*** Dataset records ***

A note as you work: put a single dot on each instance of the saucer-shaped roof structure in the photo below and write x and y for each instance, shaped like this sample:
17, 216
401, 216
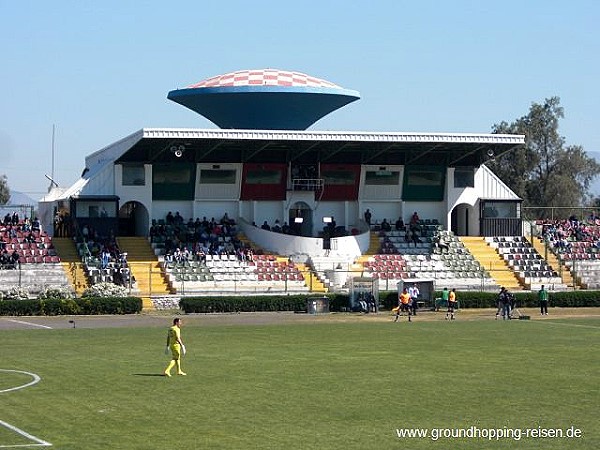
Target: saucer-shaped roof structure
266, 99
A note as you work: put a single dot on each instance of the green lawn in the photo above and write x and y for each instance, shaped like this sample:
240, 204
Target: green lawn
304, 386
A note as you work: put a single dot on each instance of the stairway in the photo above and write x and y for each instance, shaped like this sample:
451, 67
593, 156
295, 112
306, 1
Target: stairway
71, 264
311, 279
491, 261
552, 260
143, 263
374, 244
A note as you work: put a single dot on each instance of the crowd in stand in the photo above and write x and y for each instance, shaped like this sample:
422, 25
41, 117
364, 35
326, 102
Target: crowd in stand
102, 252
560, 234
195, 239
16, 234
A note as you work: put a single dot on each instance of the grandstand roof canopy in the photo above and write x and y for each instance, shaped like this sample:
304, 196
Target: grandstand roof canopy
151, 145
263, 99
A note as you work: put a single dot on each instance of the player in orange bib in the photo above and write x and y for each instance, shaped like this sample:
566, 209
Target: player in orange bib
451, 304
403, 304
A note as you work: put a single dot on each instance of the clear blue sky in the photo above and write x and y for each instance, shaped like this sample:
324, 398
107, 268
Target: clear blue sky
101, 70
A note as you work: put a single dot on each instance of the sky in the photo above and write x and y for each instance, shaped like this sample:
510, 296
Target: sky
96, 72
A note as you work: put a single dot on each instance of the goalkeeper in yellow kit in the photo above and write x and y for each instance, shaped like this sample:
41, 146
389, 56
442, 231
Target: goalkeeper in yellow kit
175, 344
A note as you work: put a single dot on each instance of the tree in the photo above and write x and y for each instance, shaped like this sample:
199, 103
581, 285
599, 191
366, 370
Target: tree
546, 172
4, 190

***

Go through the entries above and print each one exactly, minus the pictures.

# Solution to this exercise
A note as you work: put a single dot on each instance of the saucer-shaped roof structure in the photo below and write x and y for each instance, shaped like this sample:
17, 216
401, 216
Target: saucer-shaped roof structure
266, 99
A note as you work: put a single dot on each instance of the green lawn in the photo above and write x and y for each instance, shaped like this sample:
240, 204
Target: green lawn
304, 386
A note as you work: put a single dot on each instance of the stairway in the photo above and write x and y for each instance, shaped like this sample:
451, 67
593, 156
295, 112
306, 1
Target: stairway
71, 264
311, 279
491, 261
552, 260
143, 263
374, 244
A note as you work: put a single dot on each instance of the crowd in stand in the photo above and write x and y for each instance, shaped like this sample:
422, 25
41, 117
364, 35
326, 102
Target: crowd in stand
102, 252
560, 234
195, 239
16, 234
A note as you work: put a single dot on each instance of the grandstand roof canopy in the photo above and write x and y for each instance, shaped like this sample:
304, 196
Target: grandstand roof canopy
151, 145
263, 99
A note as you work: put a single dot on each instance of the player in orange bib in the photo above and write x and y for each instance, shaped like this sample:
566, 209
Target: player in orange bib
451, 304
403, 304
A note as you work: put a single dot on each instance of the clear blue sky in the photo above and write x and y for each instance, shaped like this sample:
324, 398
107, 268
Target: clear blue sky
101, 70
A note as you work: put a single dot on each instance of the sky in the photo above and write x and y for each instance, shaped like this sample:
510, 296
Target: sky
96, 72
A note as you work: put a single dot on each instance of the goalkeeper in yellow kit in the photo above and write x and y for each instance, shaped like this sample:
41, 146
389, 56
442, 231
Target: goalkeeper in yellow kit
175, 344
A note as you work: put a single dot on each instance of the tree in the photo above and write x and y for each instance, shaped like this sample:
199, 103
581, 285
599, 191
366, 370
Target: tree
546, 172
4, 190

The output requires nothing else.